=== TEXTO FUENTE ===
:::
Entre 1965 y 1970 eran otros los ámbitos donde se consideraban obli gados el vino de damajuana, las empanadas, los tamales, el locro, la carbonada, la humita en chala y otros tesoros de la gastronomía popular argentina. Era el caso de Yasí Yateré, en la actual Galería Melipal, cuyo dueño, "Neneco" Villalba, un misionero, tendría la fortuna de que la pared principal de la peña, que por lo demás tendría una existencia breve, fuese pintada por quien sería, en poco tiempo, uno de los grandes artistas plásticos de la ciudad, que aunque nacido en Pergamino se consideraba él mismo un pintor rosarino: Juan Pablo Renzi.

La Cabaña, en Córdoba al 500, a mitad de cuadra frente al Monumento a la Bandera, de Luis Corniero -uno de los fundadores e integrantes del grupo "Contracanto"- y Guillermo Peralta, tenía como cliente habitual a Arnoldo Ross, uno de los grandes libreros de la ciudad, amigo de Dávalos y de Manuel J. Castilla, que visitaban Rosario con frecuencia..
:::
=== MATERIAL PROPORCIONADO ===
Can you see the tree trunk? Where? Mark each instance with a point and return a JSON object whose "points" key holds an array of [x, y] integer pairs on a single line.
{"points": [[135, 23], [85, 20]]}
:::
=== CONSIGNA ===
Retoma el texto sobre las peñas rosarinas de fines de los sesenta y sigue escribiéndolo a partir de su última oración.

=== RESPUESTA ===
Al mismo período corresponden El Tío Pancho, en Freyre entre Bvard. Rondeau y Agrelo; La Rueda, en Salta y Vera Mujica, con una obvia rueda de carro presidiendo la entrada al local y El Chaná, en Tucumán entre Ovidio Lagos y Callao, donde entre los cantores se mezclaría, hacia 1968, un joven bonaerense llamado Víctor Heredia.

Ya en 1970, las que sobrevivirían pocos años de esa década serían otras peñas igualmente memorables como La Yerra, en Corrientes entre Salta y Jujuy, La Blanqueada, de Alvear 771, de "Ti-ti" Coria y Gregorio Zeballos, uno de los grandes dibujantes rosarinos, que entonces ilustraría las paredes de su peña, y La casa de la abuela, entre 1966 y 1969 instalada en 10 de Mayo y Río-bamba, propiedad de Carlos Franolich, y a partir de ese año y hasta 1972 en Santa Fe al 500 casi esquina Buenos Aires, frente a la Municipalidad.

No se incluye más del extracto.